[Region pointing data]
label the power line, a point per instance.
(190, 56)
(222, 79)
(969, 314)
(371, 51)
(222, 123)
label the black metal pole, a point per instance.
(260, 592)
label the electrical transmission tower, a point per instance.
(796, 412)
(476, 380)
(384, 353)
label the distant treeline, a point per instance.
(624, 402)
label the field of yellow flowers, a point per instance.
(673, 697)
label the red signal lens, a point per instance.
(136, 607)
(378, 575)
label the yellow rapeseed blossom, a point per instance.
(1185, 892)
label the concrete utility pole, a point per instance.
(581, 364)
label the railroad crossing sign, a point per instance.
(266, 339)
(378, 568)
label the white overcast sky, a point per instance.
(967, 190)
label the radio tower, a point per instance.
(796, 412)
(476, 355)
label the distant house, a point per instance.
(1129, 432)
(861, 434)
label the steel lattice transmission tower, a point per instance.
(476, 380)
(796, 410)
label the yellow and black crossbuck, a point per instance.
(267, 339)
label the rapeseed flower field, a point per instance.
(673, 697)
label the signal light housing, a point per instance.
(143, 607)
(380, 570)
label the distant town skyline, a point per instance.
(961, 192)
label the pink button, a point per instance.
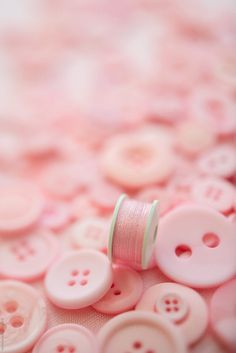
(20, 206)
(22, 317)
(61, 180)
(135, 160)
(196, 246)
(216, 193)
(194, 137)
(223, 314)
(124, 293)
(219, 162)
(181, 305)
(79, 279)
(136, 331)
(67, 338)
(27, 257)
(90, 233)
(104, 195)
(56, 217)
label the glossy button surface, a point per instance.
(139, 331)
(20, 206)
(22, 316)
(79, 279)
(124, 293)
(181, 305)
(67, 338)
(27, 257)
(196, 246)
(223, 314)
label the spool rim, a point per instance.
(154, 207)
(113, 224)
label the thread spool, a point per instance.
(133, 232)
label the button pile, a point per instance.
(117, 176)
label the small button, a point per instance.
(27, 257)
(194, 137)
(181, 305)
(67, 338)
(219, 162)
(214, 192)
(124, 293)
(21, 204)
(136, 160)
(23, 316)
(140, 332)
(223, 314)
(191, 243)
(90, 233)
(79, 279)
(61, 180)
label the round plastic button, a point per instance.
(194, 137)
(219, 162)
(27, 257)
(79, 279)
(139, 331)
(89, 233)
(181, 305)
(22, 317)
(196, 246)
(216, 193)
(124, 293)
(67, 338)
(135, 160)
(20, 206)
(223, 314)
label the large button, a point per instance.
(196, 246)
(22, 317)
(79, 279)
(140, 332)
(181, 305)
(223, 314)
(67, 338)
(124, 293)
(136, 160)
(27, 257)
(20, 206)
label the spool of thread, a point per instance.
(133, 232)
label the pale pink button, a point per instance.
(27, 257)
(22, 316)
(61, 180)
(181, 305)
(136, 160)
(124, 293)
(90, 233)
(219, 162)
(137, 331)
(79, 279)
(194, 137)
(21, 204)
(56, 216)
(104, 195)
(196, 246)
(67, 338)
(223, 314)
(214, 192)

→ Exercise objective
Give back, unchanged, the line containing "label the glossy" and each line that comes after it in the entries above, ending with the last.

→ Result below
label the glossy button surface, a point per instance.
(139, 331)
(20, 206)
(22, 316)
(79, 279)
(124, 293)
(181, 305)
(67, 338)
(27, 257)
(196, 246)
(223, 314)
label the spool rim, a point per instance.
(154, 207)
(113, 224)
label the thread spool, a point per instance.
(133, 232)
label the button pile, a point per instance.
(117, 176)
label the small button, a point per instance.
(27, 257)
(194, 137)
(181, 305)
(67, 338)
(219, 162)
(214, 192)
(124, 293)
(21, 204)
(136, 160)
(23, 316)
(140, 332)
(223, 314)
(191, 243)
(90, 233)
(79, 279)
(61, 180)
label the round plastic button, a point per instance.
(194, 137)
(219, 162)
(27, 257)
(79, 279)
(139, 331)
(89, 233)
(181, 305)
(22, 317)
(196, 246)
(216, 193)
(124, 293)
(67, 338)
(135, 160)
(20, 206)
(223, 314)
label the large button, a point per instance.
(196, 246)
(22, 317)
(79, 279)
(140, 332)
(181, 305)
(223, 314)
(67, 338)
(124, 293)
(136, 160)
(27, 257)
(20, 206)
label the spool of thread, a point per instance.
(133, 232)
label the pale pink button, a point per instance.
(27, 257)
(22, 316)
(61, 180)
(181, 305)
(136, 160)
(124, 293)
(90, 233)
(219, 162)
(137, 331)
(79, 279)
(194, 137)
(21, 204)
(56, 216)
(104, 195)
(196, 246)
(67, 338)
(223, 314)
(214, 192)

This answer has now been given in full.